## begin RECORDS TO PROCESS

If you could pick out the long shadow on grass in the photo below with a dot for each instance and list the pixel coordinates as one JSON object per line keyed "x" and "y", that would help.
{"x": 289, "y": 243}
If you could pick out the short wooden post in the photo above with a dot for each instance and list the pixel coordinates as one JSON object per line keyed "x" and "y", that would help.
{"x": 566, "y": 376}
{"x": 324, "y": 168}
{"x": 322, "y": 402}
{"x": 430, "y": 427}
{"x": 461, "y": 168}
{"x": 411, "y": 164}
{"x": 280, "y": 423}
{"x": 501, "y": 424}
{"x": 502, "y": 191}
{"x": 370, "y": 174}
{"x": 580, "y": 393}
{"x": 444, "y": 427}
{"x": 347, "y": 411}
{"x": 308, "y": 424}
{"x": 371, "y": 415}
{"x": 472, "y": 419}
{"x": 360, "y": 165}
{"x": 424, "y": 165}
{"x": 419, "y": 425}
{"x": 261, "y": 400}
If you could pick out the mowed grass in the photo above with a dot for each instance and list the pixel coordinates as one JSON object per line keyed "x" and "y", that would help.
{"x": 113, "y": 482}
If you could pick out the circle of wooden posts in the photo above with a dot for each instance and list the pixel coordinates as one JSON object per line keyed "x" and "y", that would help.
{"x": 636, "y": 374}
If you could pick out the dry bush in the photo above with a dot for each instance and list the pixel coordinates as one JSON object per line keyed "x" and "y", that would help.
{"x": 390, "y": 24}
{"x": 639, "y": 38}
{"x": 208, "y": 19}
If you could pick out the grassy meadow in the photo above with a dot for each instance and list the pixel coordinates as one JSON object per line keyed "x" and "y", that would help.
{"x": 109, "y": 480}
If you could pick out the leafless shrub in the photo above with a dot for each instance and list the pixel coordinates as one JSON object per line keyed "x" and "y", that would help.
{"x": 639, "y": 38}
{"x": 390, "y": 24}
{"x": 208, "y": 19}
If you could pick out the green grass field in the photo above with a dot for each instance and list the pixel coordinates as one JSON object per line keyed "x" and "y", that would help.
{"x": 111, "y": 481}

## end RECORDS TO PROCESS

(AIM): Turn every line of the records above into a JSON list of strings, one string per line, leaving out any blank lines.

(TASK RESPONSE):
[
  "If you could pick out the long shadow on grass in the photo below with a dot for each instance and list the pixel coordinates as one JSON object per line keyed \"x\" and \"y\", that would help.",
  "{\"x\": 289, \"y\": 243}",
  "If you could pick out the short wooden post in the photo above with a dot for each instance and list the pixel coordinates as one JSON object per line keyed \"x\" and \"y\", that would help.",
  "{\"x\": 566, \"y\": 376}",
  "{\"x\": 324, \"y\": 168}",
  "{\"x\": 322, \"y\": 402}",
  "{\"x\": 430, \"y\": 427}",
  "{\"x\": 461, \"y\": 168}",
  "{\"x\": 411, \"y\": 164}",
  "{\"x\": 280, \"y\": 423}",
  "{\"x\": 501, \"y\": 424}",
  "{\"x\": 502, \"y\": 191}",
  "{\"x\": 370, \"y\": 174}",
  "{\"x\": 580, \"y\": 393}",
  "{\"x\": 444, \"y\": 427}",
  "{\"x\": 347, \"y\": 411}",
  "{\"x\": 308, \"y\": 424}",
  "{\"x\": 371, \"y\": 415}",
  "{\"x\": 472, \"y\": 419}",
  "{\"x\": 360, \"y\": 165}",
  "{\"x\": 424, \"y\": 165}",
  "{\"x\": 419, \"y\": 425}",
  "{\"x\": 261, \"y\": 400}",
  "If you could pick out the mowed grass in the photo above with a dot for each instance and list the pixel coordinates as one JSON object per line keyed \"x\" and \"y\", that would help.",
  "{\"x\": 113, \"y\": 482}",
  "If you could pick out the circle of wooden posts in the photo above with a dot for each instance and list the pixel coordinates as one JSON object per line keyed \"x\" and \"y\", that would help.",
  "{\"x\": 636, \"y\": 374}",
  "If you could pick out the dry bush in the photo above with a dot for each instance and list the pixel coordinates as one JSON object per line keyed \"x\" and \"y\", that would help.",
  "{\"x\": 390, \"y\": 24}",
  "{\"x\": 639, \"y\": 38}",
  "{\"x\": 208, \"y\": 19}",
  "If you could pick out the grassy meadow in the photo above with a dot for each instance and list the pixel coordinates as one JSON object per line keyed \"x\" and \"y\", that would help.",
  "{\"x\": 109, \"y\": 480}",
  "If you could pick out the leafless shrub in the photo above with a dot for each instance and list the pixel coordinates as one JSON object per line keyed \"x\" and \"y\", that would help.",
  "{\"x\": 639, \"y\": 38}",
  "{\"x\": 390, \"y\": 24}",
  "{\"x\": 208, \"y\": 19}",
  "If you could pick out the green grass field in the photo above with a dot for each instance and list the pixel coordinates as one JSON object per line keyed \"x\" and \"y\", that would help.",
  "{\"x\": 111, \"y\": 481}"
]